• **Task objective**
Every line below should be repeated exactly.

Start Input

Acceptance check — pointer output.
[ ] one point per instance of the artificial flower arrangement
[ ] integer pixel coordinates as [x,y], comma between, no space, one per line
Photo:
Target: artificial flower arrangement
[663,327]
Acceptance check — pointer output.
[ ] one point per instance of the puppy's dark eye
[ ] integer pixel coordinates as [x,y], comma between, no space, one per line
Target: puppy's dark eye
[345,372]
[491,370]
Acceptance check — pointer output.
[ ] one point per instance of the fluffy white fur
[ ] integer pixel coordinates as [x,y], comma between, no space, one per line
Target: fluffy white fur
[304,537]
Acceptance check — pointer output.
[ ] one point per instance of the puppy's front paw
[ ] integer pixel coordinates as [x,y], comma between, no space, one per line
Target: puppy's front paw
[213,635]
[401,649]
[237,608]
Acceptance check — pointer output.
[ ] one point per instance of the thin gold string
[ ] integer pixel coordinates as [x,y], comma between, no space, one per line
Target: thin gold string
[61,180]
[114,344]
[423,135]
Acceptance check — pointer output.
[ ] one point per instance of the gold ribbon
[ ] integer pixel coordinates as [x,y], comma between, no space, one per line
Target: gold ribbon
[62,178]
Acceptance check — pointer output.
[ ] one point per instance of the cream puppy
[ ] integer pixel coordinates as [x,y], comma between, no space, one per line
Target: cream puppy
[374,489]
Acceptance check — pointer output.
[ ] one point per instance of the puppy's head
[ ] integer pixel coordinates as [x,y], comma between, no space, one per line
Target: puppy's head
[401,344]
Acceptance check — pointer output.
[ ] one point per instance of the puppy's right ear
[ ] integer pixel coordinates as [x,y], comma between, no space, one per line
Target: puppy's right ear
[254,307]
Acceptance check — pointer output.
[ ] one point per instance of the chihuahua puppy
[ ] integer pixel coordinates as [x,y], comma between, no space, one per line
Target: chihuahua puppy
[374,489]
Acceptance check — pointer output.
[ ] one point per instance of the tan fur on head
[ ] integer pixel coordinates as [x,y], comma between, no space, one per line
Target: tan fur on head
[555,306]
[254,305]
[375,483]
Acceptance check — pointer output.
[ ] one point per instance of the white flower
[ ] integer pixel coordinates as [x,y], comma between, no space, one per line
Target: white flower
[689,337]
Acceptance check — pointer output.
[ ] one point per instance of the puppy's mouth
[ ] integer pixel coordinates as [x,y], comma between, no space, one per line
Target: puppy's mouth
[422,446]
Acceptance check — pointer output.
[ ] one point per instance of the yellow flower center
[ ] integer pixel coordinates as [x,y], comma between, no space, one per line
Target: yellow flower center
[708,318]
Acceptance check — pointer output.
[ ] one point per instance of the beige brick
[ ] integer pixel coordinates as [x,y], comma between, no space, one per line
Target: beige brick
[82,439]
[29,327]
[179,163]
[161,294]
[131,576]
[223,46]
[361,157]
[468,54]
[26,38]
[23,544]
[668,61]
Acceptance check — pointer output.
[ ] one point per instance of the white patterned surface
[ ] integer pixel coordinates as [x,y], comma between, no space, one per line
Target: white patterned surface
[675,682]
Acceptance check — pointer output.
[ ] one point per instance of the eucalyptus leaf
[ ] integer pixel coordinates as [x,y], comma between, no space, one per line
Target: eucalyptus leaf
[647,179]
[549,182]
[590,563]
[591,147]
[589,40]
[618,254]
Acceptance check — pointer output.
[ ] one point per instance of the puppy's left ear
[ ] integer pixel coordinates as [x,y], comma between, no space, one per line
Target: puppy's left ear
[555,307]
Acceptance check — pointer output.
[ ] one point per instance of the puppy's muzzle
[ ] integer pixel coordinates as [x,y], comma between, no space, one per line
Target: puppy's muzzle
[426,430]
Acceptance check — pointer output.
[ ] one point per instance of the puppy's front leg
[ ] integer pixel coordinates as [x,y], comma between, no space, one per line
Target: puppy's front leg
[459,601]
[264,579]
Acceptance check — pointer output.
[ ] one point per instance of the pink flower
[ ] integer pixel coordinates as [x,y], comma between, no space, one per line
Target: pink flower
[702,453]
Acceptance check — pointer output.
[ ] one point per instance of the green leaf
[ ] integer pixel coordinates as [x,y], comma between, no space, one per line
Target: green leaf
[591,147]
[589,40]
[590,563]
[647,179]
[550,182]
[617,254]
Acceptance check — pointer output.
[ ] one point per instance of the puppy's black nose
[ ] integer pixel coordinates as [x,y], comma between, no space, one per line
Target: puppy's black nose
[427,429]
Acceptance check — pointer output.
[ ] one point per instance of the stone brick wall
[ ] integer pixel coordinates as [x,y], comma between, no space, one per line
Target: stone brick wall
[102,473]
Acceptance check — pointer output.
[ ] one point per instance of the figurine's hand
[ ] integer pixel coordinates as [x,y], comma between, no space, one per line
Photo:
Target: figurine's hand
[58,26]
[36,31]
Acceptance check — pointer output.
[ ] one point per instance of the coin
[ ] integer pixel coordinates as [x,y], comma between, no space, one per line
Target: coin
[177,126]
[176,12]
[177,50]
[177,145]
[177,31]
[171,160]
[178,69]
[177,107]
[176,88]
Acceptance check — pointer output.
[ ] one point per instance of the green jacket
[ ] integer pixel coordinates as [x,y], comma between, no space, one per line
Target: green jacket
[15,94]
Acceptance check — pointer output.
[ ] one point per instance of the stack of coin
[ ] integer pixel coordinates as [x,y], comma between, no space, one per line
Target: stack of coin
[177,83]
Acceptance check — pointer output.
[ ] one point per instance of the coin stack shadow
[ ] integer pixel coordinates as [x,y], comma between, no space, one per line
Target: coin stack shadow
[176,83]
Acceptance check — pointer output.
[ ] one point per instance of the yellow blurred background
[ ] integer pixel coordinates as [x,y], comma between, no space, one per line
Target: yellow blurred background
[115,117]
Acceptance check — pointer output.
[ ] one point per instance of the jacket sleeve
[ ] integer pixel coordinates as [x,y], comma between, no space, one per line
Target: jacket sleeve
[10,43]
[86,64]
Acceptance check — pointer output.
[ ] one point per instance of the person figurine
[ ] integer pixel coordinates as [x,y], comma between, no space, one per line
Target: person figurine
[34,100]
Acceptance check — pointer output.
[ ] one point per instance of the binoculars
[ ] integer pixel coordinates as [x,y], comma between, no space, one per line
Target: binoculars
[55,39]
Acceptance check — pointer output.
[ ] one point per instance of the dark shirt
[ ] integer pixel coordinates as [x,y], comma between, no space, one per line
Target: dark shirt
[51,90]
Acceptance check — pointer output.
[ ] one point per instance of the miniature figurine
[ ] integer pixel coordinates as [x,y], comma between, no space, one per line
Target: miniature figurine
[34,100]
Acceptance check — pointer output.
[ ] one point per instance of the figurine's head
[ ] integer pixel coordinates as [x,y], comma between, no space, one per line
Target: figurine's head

End Input

• **Result of the exercise**
Acceptance check — pointer output.
[ ] one point per instance of the artificial flower arrangement
[ ] integer pixel coordinates as [x,y], comma between, no space, one per line
Photo:
Target: artificial flower arrangement
[663,327]
Acceptance check — pointer output.
[ ] one point per instance of the puppy's dark eye
[ ] integer pixel coordinates as [x,y], comma between, no space, one per line
Target: puppy's dark eye
[345,372]
[491,370]
Acceptance check — pointer output.
[ ] one point per instance of the fluffy white fur
[ ] integer pixel coordinates as [x,y], comma between, no space, one per line
Target: fluffy white fur
[304,537]
Acceptance check — pointer output.
[ ] one point per instance of the puppy's front paw
[ ] integer pixel coordinates as [x,y], comma between, no space, one per line
Target: puppy's front paw
[213,635]
[401,649]
[237,608]
Acceptance check — pointer output.
[ ] one point per instance of the thin gold string
[ ] integer pixel coordinates as [x,y], comma between, no space, one per line
Target: thin gold string
[61,180]
[114,344]
[423,135]
Acceptance check — pointer output.
[ ] one point per instance of the gold ribbon
[ ] integer pixel coordinates as [x,y], comma between, no space, one per line
Target: gold ribbon
[62,178]
Acceptance check — pointer output.
[ ] one point per instance of the cream puppy
[ ] integer pixel coordinates as [x,y], comma between, no space, one per line
Target: cream puppy
[374,489]
Acceptance check — pointer output.
[ ] one point per instance of the puppy's head
[ ] integer pixel coordinates as [x,y], comma between, no space, one per line
Target: puppy's head
[401,344]
Acceptance check — pointer output.
[ ] one point per instance of the puppy's right ear
[ ] integer pixel coordinates as [x,y], comma between, no space, one per line
Target: puppy's right ear
[254,307]
Acceptance check — pointer output.
[ ] one point per instance of the chihuahua puppy
[ ] integer pixel coordinates as [x,y], comma between, no space, one per line
Target: chihuahua puppy
[374,489]
Acceptance check — pointer output.
[ ] one point per instance of the tan fur on head
[ ] integer pixel coordinates as [x,y], comma between, no space, one per line
Target: tan fur on head
[555,306]
[254,305]
[375,483]
Acceptance check — pointer output.
[ ] one point per instance of the white flower
[ ] integer pixel coordinates as [x,y], comma between, no space, one per line
Target: white flower
[689,337]
Acceptance check — pointer output.
[ ] one point per instance of the puppy's mouth
[ ] integer pixel coordinates as [x,y], comma between, no space, one per line
Target: puppy's mouth
[422,446]
Acceptance check — pointer output.
[ ] one point per instance of the yellow flower center
[ ] integer pixel coordinates as [x,y], comma between, no space, one per line
Target: yellow flower center
[708,318]
Acceptance check — pointer output.
[ ] one point per instance of the beige brick
[ ] integer pixel coordinates as [x,y], comma between, no space, one per line
Target: beige brick
[82,439]
[29,327]
[179,163]
[161,294]
[131,576]
[223,46]
[361,157]
[468,54]
[26,38]
[23,544]
[668,61]
Acceptance check — pointer output.
[ ] one point per instance of the white patterned surface
[ ] integer pixel coordinates as [x,y], comma between, no space, one per line
Target: white patterned surface
[675,682]
Acceptance check — pointer output.
[ ] one point per instance of the eucalyptus leaf
[ ] integer pixel coordinates as [x,y], comma between, no space, one per line
Target: eucalyptus leaf
[647,179]
[549,182]
[590,563]
[591,147]
[589,40]
[618,254]
Acceptance check — pointer output.
[ ] one point per instance of the puppy's left ear
[ ] integer pixel coordinates as [x,y], comma between, no space, one per line
Target: puppy's left ear
[555,307]
Acceptance check — pointer output.
[ ] one point per instance of the puppy's muzzle
[ ] integer pixel coordinates as [x,y], comma between, no space, one per line
Target: puppy's muzzle
[426,430]
Acceptance check — pointer output.
[ ] one point per instance of the puppy's front leg
[ ] integer pixel coordinates as [x,y], comma between, no space, one per line
Target: puppy's front leg
[459,601]
[264,579]
Acceptance check — pointer output.
[ ] one point per instance of the pink flower
[ ] integer pixel coordinates as [x,y], comma between, no space, one per line
Target: pink flower
[702,453]
Acceptance check — pointer output.
[ ] one point per instance of the green leaf
[ ] integer pixel coordinates as [x,y], comma between, no space, one per line
Target: green leaf
[591,147]
[589,40]
[590,563]
[647,179]
[550,182]
[617,254]
Acceptance check — pointer output.
[ ] one point per instance of the puppy's black nose
[ ] integer pixel coordinates as [x,y], comma between, no space, one per line
Target: puppy's black nose
[427,429]
Acceptance check — pointer output.
[ ] one point per instance of the stone brick wall
[ ] integer pixel coordinates as [x,y], comma between, no space, one per line
Target: stone brick wall
[102,473]
Acceptance check — pointer output.
[ ] one point per instance of the figurine's hand
[ ] integer pixel coordinates as [x,y], comma between, no space, one per line
Photo:
Target: figurine's hand
[58,26]
[36,31]
Acceptance check — pointer output.
[ ] one point per instance of the coin
[ ] integer pixel coordinates as [x,y], comma between, no space, one per line
Target: coin
[177,126]
[176,12]
[177,50]
[177,145]
[177,31]
[171,160]
[178,69]
[177,107]
[176,88]
Acceptance check — pointer output.
[ ] one point per instance of the green jacket
[ ] integer pixel coordinates as [x,y], comma between, no space, one per line
Target: green jacket
[15,94]
Acceptance check — pointer output.
[ ] one point per instance of the stack of coin
[ ] integer pixel coordinates as [x,y], comma between, no space, one per line
Target: stack of coin
[177,83]
Acceptance check — pointer output.
[ ] one point per instance of the coin stack shadow
[ ] integer pixel coordinates as [x,y], comma between, no space, one per line
Target: coin stack shadow
[176,83]
Acceptance check — pointer output.
[ ] one point per instance of the yellow blurred background
[ ] integer pixel coordinates as [x,y], comma between, no space, one per line
Target: yellow blurred background
[115,117]
Acceptance check — pointer output.
[ ] one point per instance of the jacket sleeve
[ ] integer pixel coordinates as [x,y], comma between, no space, one per line
Target: jacket sleeve
[10,43]
[86,64]
Acceptance check — pointer output.
[ ] one point per instance of the person figurine
[ ] integer pixel coordinates as [x,y], comma between, no space, one per line
Target: person figurine
[34,100]
Acceptance check — pointer output.
[ ] one point per instance of the binoculars
[ ] integer pixel coordinates as [x,y], comma between, no space, one per line
Target: binoculars
[55,39]
Acceptance check — pointer output.
[ ] one point per instance of the dark shirt
[ ] integer pixel coordinates as [x,y], comma between, no space, one per line
Target: dark shirt
[51,90]
Acceptance check — pointer output.
[ ] one point per instance of the miniature figurine
[ ] integer pixel coordinates as [x,y], comma between, no space, one per line
Target: miniature figurine
[34,100]
Acceptance check — pointer output.
[ ] one point per instance of the figurine's head
[ ] integer pixel coordinates as [x,y], comma between, no space, one per line
Target: figurine's head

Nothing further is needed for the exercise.